╭─ BAGIAN DOKUMEN

Amerika Serikat (AS) tengah mengalami ancaman resesi ekonomi yang ditunjukkan dengan naiknya inflasi. Untuk menangani permasalahan tersebut, Federal Reserve (The Fed) akan menaikkan tingkat suku bunga secara agresif dalam waktu dekat.
Ferry Salanto, Head of Research Colliers Indonesia menuturkan kebijakan tersebut telah berdampak pada kenaikan bahan baku properti di Tanah Air. Sebagian besar material yang harus diimpor dari luar negeri mengalami kenaikan 5% hingga 10%.
“Harga bahan baku sudah ada penyesuaian harga sekitar 5% sampai 10% karena gejolak ekonomi di AS. Kalau ini berlangsung sampai berapa saat kemungkinan akan berimbas pada harga jual propertinya juga, padahal kan sekarang kemampuan masyarakat untuk membeli juga tidak sebagus sebelum pandemi COVID-19. Jadi memang pukulan yang bertubi-tubi bagi industri properti,” ujar Ferry kepada Marketeers, Senin (1/8/2022).
Menurutnya, dampak kenaikan tingkat suku bunga masih belum berdampak langsung pada penjualan properti. Sebab, Bank Indonesia (BI) masih belum menerapkan kebijakan serupa. Hanya saja, apabila kondisi makin tidak menentu BI pun terpaksa bakal mengambil kebijakan yang sama.

╰─
╭─ CUPLIKAN DATA

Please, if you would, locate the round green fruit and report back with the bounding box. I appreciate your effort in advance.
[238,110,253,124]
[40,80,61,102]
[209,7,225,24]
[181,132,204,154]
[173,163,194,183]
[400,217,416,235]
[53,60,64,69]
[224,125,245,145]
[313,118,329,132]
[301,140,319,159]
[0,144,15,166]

╰─

- **TUJUAN TUGAS**: Bisakah Anda melanjutkan artikel tentang dampak kenaikan suku bunga The Fed terhadap industri properti di Tanah Air, mulai tepat setelah kalimat terakhirnya? Materi di atas sama sekali tidak digunakan di sini.

- **JAWABAN**:
Alhasil, kata Ferry, akan berdampak pada penjualan harga properti secara langsung, yakni naiknya uang muka dan cicilan rumah. Kendati demikian, dia masih belum menghitung berapa perkiraan kenaikan cicilan yang bisa terjadi ketika kondisi ekonomi makin memburuk.
“Saya belum punya angkanya untuk menghitung berapa kenaikannya tapi ini bukan reaksi yang instan. Biasanya nanti butuh reaksi beberapa saat dan itu ada reaksi dari market. Jadi kita semua harus tunggu semoga ini tidak terlalu panjang sehingga efeknya tidak terlalu terasa,” ujarnya.
Lebih lanjut, Ferry menjelaskan dewasa ini industri properti baik skala nasional maupun internasional mengalami situasi yang dilematis. Kenaikan harga tidak bisa serta-merta dilakukan para pengembangan lantaran akan kehilangan pasar.
Di sisi lain, jika para pengembang tak menaikkan harga jual dan cicilan mereka akan menanggung kerugian yang sangat besar. Terlebih lagi, biaya perawatan rumah yang belum terjual diklaim cukup tinggi.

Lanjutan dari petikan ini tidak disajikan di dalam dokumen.